**What to work on**
For each line in the data that includes "below", make a copy.

Input data Block Start

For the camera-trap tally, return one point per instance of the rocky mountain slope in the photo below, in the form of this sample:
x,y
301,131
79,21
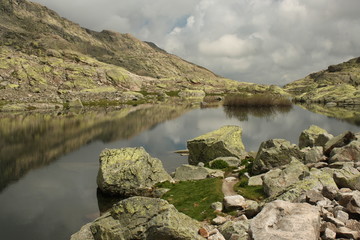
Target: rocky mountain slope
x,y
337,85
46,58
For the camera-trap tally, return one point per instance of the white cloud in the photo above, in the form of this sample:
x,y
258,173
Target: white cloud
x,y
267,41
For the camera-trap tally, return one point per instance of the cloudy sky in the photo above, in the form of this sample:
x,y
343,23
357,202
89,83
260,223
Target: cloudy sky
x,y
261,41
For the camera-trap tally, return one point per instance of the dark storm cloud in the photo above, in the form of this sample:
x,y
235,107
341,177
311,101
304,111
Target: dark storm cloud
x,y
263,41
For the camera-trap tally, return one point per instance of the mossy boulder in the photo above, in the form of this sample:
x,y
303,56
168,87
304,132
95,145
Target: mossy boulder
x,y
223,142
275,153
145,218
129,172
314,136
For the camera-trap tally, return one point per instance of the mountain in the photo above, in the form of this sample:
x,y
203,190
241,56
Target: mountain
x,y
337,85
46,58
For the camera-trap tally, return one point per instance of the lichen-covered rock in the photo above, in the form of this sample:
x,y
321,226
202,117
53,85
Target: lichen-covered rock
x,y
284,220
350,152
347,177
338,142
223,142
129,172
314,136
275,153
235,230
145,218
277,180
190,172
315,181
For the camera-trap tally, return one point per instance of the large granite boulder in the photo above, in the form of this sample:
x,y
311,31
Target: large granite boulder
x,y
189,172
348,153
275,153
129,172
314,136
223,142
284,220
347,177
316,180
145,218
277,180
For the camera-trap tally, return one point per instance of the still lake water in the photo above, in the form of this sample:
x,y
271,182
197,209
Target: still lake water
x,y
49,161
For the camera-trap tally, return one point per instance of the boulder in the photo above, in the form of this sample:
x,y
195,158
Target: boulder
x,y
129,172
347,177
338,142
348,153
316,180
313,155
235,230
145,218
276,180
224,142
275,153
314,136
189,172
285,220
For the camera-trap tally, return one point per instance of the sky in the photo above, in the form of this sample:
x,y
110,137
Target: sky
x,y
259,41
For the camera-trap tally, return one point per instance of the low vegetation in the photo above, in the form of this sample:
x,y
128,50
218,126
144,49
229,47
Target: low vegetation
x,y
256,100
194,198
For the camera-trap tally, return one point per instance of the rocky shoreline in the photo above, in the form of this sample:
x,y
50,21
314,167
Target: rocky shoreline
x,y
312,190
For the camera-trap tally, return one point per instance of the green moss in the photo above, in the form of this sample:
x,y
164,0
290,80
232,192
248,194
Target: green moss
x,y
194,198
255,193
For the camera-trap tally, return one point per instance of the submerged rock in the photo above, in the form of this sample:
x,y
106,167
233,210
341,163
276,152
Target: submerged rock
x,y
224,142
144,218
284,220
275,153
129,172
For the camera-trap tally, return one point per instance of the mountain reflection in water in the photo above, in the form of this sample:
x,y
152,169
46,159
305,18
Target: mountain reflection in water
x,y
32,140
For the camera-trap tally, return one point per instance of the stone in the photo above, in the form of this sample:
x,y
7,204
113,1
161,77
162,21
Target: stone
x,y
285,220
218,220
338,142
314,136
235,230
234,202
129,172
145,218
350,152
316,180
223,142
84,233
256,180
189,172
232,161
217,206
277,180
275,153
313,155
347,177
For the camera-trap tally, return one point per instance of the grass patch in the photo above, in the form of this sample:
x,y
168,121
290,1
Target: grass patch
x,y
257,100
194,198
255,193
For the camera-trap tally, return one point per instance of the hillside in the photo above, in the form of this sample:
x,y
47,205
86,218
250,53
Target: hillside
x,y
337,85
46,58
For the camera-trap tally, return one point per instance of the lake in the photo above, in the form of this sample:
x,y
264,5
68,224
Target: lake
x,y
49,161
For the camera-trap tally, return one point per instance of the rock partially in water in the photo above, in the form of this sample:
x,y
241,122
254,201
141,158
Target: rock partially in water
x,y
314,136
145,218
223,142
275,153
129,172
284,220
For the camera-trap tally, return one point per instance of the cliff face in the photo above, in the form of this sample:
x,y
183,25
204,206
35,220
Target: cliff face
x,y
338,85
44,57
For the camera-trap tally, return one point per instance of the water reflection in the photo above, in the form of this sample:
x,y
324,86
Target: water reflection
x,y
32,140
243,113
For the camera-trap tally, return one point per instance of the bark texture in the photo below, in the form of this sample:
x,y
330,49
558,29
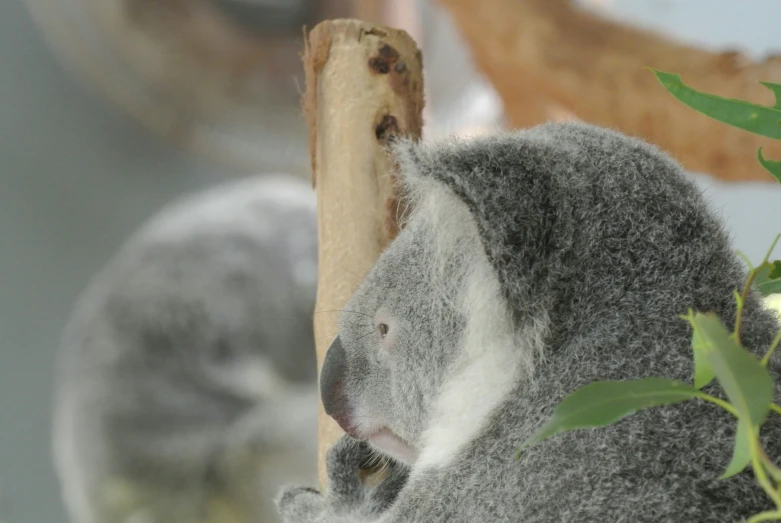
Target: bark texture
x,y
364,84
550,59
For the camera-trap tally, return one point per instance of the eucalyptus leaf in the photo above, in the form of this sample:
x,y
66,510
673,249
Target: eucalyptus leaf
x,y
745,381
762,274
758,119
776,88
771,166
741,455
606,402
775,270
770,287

Input data Block End
Input data Block Start

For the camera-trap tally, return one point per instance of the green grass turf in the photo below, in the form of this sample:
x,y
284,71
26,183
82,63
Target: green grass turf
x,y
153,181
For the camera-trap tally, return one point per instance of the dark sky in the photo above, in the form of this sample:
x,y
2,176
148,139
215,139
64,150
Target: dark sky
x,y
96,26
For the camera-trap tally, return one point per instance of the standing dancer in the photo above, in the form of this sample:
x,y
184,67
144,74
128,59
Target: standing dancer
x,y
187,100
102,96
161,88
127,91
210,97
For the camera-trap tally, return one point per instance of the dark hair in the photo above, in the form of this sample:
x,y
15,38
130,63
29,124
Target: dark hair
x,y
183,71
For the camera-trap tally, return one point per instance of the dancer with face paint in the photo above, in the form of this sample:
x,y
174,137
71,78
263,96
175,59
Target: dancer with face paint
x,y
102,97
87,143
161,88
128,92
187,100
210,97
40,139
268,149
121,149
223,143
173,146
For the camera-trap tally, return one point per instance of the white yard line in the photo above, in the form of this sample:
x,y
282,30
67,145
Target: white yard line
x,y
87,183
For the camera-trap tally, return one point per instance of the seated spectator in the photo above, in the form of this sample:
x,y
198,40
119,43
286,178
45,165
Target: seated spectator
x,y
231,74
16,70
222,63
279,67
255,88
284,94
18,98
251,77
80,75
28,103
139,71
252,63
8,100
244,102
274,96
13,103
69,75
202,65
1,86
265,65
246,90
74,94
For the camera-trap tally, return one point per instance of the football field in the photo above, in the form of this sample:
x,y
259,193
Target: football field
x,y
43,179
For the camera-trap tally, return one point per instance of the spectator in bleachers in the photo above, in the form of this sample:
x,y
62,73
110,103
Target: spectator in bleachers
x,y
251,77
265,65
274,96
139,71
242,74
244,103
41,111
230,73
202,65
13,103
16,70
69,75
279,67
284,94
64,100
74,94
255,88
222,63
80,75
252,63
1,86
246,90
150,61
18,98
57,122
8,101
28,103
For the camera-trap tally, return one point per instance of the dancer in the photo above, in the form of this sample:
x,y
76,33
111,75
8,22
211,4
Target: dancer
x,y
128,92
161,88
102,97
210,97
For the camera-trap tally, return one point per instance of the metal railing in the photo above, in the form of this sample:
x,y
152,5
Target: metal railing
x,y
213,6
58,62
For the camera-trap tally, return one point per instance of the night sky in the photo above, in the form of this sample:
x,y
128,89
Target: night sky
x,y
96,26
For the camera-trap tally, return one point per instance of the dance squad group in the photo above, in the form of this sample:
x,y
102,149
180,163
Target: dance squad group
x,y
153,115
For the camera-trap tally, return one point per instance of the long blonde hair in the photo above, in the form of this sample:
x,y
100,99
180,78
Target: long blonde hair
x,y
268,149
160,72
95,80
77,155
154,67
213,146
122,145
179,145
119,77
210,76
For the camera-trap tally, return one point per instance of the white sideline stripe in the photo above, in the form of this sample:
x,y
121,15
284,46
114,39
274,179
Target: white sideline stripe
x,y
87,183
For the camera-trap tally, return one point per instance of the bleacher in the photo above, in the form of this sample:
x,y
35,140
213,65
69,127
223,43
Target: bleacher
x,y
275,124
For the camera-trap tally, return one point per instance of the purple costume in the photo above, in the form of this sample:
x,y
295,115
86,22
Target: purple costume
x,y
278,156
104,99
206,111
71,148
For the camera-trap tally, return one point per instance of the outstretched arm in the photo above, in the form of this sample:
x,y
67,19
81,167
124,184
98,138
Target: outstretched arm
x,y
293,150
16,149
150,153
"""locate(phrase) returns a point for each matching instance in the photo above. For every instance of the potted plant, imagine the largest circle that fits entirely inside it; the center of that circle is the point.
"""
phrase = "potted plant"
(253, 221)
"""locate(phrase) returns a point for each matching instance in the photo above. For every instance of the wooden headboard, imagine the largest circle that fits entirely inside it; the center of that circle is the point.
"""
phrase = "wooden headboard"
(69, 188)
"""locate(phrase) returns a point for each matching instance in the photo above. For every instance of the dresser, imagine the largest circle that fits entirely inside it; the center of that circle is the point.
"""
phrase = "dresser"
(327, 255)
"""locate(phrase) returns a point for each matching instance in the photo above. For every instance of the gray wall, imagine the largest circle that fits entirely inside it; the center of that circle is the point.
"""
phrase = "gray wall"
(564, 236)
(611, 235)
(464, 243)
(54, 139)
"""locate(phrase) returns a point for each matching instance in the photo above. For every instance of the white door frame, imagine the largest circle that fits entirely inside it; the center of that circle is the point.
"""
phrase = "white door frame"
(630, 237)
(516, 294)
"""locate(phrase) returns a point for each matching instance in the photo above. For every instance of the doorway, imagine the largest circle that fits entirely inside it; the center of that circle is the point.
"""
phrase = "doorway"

Input data Block End
Input data Block Start

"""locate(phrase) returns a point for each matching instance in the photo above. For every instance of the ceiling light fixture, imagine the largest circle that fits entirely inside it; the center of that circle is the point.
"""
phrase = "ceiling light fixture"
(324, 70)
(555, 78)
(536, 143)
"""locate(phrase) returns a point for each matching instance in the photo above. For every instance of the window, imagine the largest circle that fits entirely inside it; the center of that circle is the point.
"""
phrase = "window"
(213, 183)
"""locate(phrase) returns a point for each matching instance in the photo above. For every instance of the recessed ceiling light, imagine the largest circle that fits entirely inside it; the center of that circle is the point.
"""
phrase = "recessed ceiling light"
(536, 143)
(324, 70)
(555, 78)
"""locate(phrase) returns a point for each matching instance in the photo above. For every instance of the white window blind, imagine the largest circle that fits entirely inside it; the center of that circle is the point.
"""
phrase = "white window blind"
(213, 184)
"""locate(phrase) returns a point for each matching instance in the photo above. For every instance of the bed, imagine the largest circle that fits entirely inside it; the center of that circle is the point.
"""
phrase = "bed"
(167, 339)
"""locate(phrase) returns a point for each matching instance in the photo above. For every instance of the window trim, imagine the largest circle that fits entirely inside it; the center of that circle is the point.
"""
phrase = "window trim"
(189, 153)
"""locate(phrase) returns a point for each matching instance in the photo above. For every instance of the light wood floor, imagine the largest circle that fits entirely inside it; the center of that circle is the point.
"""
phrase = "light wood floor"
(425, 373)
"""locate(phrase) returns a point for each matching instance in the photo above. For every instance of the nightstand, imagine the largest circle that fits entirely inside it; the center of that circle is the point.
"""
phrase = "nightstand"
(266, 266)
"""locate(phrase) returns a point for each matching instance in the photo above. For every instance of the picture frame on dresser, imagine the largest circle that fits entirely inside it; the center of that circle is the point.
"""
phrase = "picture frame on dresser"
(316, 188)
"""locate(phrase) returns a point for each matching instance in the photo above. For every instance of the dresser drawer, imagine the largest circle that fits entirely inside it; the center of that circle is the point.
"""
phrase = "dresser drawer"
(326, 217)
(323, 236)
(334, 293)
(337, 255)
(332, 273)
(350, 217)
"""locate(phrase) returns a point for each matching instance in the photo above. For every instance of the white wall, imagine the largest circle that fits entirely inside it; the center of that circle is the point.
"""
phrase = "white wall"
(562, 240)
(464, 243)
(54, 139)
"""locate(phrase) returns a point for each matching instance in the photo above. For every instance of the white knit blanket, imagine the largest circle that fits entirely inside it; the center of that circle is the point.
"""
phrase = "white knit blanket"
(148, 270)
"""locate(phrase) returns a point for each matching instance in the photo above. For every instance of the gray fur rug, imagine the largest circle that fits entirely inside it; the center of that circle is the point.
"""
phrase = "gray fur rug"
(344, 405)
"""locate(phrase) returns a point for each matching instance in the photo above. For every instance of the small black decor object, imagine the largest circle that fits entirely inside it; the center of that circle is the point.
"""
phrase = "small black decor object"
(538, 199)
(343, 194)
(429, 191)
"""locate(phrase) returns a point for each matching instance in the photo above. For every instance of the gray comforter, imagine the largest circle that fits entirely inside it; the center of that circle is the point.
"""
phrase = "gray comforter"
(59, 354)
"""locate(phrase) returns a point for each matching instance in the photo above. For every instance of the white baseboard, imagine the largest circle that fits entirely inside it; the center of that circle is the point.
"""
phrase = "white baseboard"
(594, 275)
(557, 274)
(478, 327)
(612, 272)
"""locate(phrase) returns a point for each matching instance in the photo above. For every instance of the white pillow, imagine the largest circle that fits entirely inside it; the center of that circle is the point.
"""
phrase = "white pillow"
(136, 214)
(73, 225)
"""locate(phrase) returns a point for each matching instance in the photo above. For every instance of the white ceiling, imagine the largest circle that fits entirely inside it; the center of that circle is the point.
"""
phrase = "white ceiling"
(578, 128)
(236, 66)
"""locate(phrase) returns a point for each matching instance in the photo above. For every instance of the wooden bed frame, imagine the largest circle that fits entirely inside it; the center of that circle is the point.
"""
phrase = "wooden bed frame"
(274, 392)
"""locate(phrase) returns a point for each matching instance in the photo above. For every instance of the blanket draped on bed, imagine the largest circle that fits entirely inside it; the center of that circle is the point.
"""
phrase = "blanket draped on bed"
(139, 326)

Input data Block End

**Answer box**
For the camera-trap tally, return one point per instance of the rocky mountain slope in the photo below, in the form of this sample:
For the camera-trap tally, return one point per instance of the bark texture in the photo below, in the form of this sample:
For the camera-trap tally, return one point per instance of the green grass turf in the photo below, in the form of this sample:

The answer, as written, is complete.